> **Work instruction**
Restate the whole listing exactly.

=-=-=-=-=

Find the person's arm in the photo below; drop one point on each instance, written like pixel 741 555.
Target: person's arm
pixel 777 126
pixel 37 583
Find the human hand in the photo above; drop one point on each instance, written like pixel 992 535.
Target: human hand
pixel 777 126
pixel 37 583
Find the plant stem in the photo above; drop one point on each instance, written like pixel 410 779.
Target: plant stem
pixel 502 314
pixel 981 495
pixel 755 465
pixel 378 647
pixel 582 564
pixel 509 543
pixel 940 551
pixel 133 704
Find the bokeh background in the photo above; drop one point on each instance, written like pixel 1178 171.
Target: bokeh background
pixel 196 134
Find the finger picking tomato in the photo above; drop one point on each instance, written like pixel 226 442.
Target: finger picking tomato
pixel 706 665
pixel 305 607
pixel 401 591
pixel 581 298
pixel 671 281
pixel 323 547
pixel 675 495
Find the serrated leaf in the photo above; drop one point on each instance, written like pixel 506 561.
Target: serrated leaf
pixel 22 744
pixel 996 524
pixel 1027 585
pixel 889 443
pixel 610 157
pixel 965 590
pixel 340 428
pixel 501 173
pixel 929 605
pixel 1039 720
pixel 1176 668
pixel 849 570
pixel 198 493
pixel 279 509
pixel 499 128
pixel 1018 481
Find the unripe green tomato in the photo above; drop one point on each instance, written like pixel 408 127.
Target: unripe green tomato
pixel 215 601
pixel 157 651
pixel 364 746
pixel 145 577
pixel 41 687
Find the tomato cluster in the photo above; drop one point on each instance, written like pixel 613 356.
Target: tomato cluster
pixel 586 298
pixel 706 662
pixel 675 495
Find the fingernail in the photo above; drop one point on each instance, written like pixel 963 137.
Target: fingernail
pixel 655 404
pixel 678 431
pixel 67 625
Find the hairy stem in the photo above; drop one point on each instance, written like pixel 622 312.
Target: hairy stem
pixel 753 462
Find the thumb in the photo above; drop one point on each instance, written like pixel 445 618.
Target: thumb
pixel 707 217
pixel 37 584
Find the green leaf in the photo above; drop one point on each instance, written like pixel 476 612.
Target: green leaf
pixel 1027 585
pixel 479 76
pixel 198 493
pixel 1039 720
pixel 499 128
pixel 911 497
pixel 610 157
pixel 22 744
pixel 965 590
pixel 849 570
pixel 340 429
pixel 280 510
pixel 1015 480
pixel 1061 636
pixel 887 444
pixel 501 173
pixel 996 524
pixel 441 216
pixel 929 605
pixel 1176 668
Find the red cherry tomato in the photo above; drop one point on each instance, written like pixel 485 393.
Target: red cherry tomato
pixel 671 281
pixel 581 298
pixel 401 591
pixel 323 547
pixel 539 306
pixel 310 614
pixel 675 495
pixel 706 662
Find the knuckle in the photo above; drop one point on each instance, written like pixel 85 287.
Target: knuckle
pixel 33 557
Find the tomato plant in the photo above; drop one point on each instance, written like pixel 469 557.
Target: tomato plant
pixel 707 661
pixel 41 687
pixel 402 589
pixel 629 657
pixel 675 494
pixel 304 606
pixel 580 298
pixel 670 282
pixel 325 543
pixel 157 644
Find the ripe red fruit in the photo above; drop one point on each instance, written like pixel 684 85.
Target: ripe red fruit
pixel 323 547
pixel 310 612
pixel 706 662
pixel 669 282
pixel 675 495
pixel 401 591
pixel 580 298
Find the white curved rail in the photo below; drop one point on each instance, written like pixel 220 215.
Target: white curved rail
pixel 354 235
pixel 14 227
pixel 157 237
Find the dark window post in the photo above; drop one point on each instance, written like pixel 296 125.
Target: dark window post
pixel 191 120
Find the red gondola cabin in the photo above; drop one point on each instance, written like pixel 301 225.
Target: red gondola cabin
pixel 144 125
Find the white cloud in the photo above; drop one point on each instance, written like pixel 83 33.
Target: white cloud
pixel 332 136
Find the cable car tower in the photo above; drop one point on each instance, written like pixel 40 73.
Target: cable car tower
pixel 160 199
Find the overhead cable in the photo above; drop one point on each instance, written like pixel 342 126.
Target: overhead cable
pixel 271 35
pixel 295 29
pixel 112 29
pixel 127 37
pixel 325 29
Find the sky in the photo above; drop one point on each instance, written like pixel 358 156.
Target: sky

=-=-=-=-=

> **Exercise response**
Find the person's arm in the photo below; drop one point on each instance, written like pixel 741 555.
Target: person's arm
pixel 777 126
pixel 37 583
Find the human hand in the photo above; drop one point on each instance, written like pixel 992 535.
Target: human hand
pixel 777 126
pixel 37 583
Find the plant stem in the photo above; drop one point on each instance, written like pixel 410 779.
Target: plant stem
pixel 502 314
pixel 981 495
pixel 755 465
pixel 378 647
pixel 582 564
pixel 509 543
pixel 940 551
pixel 133 704
Find the bokeh background in the photo above; drop one point on each instance, written like pixel 1178 171.
Target: bokeh background
pixel 196 134
Find the finger picking tomato in the photo above; drop one point on each instance, written like pixel 226 442.
Target: finger picking tomato
pixel 706 665
pixel 305 607
pixel 401 591
pixel 581 298
pixel 671 281
pixel 323 547
pixel 675 495
Find the serrated leaf in the photo above; drop one point on each instance, written like pixel 506 561.
Target: serrated leaf
pixel 22 744
pixel 996 524
pixel 1027 585
pixel 889 443
pixel 610 157
pixel 965 590
pixel 340 428
pixel 501 173
pixel 929 605
pixel 1039 720
pixel 1176 668
pixel 849 570
pixel 198 493
pixel 279 509
pixel 499 128
pixel 1018 481
Find the unripe green tomato in the photo above; drop one point on each instance, written like pixel 408 127.
Target: unripe green tomato
pixel 215 601
pixel 157 651
pixel 364 746
pixel 145 577
pixel 41 687
Find the tomato cluster in the photo above; drop one point on each instance, written like pixel 613 356.
Target: tomato cluster
pixel 586 298
pixel 706 662
pixel 675 495
Find the fingernail in the photo above; drop one point on each instance, written like pixel 963 137.
Target: fingernail
pixel 655 404
pixel 678 431
pixel 67 625
Find the hairy stem in the photo above; drop one point on each instance, written like pixel 622 312.
Target: hairy stem
pixel 753 462
Find the thumb in the photo above; drop one point on each instance, written like pixel 445 618.
Target: thumb
pixel 707 217
pixel 37 584
Find the green leaf in the photo above; drop one point on each instance, written like pixel 476 612.
Target: green leaf
pixel 1027 585
pixel 479 76
pixel 198 493
pixel 1039 720
pixel 499 128
pixel 911 497
pixel 610 157
pixel 22 744
pixel 965 590
pixel 849 570
pixel 340 429
pixel 280 510
pixel 1015 480
pixel 1061 636
pixel 887 444
pixel 501 173
pixel 996 524
pixel 441 216
pixel 929 605
pixel 1176 668
Find the red cherry tomato in the photo above; drop one point on each instance, written like pixel 485 393.
Target: red cherry tomato
pixel 671 281
pixel 581 298
pixel 401 591
pixel 323 547
pixel 539 306
pixel 310 614
pixel 675 495
pixel 706 662
Find the knuckle in the photo above; drop one point on each instance, written like pixel 85 287.
Target: knuckle
pixel 33 557
Find the tomato plant in the photo above; drop one point on each instance, written like pixel 469 557.
Target: tomato plant
pixel 707 661
pixel 41 687
pixel 402 589
pixel 629 657
pixel 675 494
pixel 304 606
pixel 580 298
pixel 670 282
pixel 325 543
pixel 157 644
Find the ripe red fruit in the photo above; drop one point on each instance, written like pixel 684 85.
Target: ripe red fruit
pixel 323 547
pixel 310 612
pixel 706 662
pixel 669 282
pixel 675 495
pixel 401 591
pixel 580 298
Find the white curved rail in the photo below; drop one point on each instance, written like pixel 220 215.
Target: white curved rail
pixel 354 235
pixel 14 227
pixel 157 237
Find the dark window post in the photo above; drop one point on each instance, written like pixel 296 125.
Target: dark window post
pixel 191 120
Find the red gondola cabin in the photo above; drop one point on each instance, written like pixel 301 225.
Target: red gondola cabin
pixel 144 125
Find the white cloud in the photo above; drop one point on each instance, written like pixel 83 33.
Target: white cloud
pixel 332 136
Find the cable car tower in the photo above; drop one point on each instance, written like pixel 40 73.
Target: cable car tower
pixel 160 199
Find the overhead cable in the photo above; drop one point on each instance, written like pixel 342 126.
Target: overhead cable
pixel 271 35
pixel 295 29
pixel 112 29
pixel 127 37
pixel 325 29
Find the sky in the photo above; drop one point on each instance, written like pixel 358 156.
Target: sky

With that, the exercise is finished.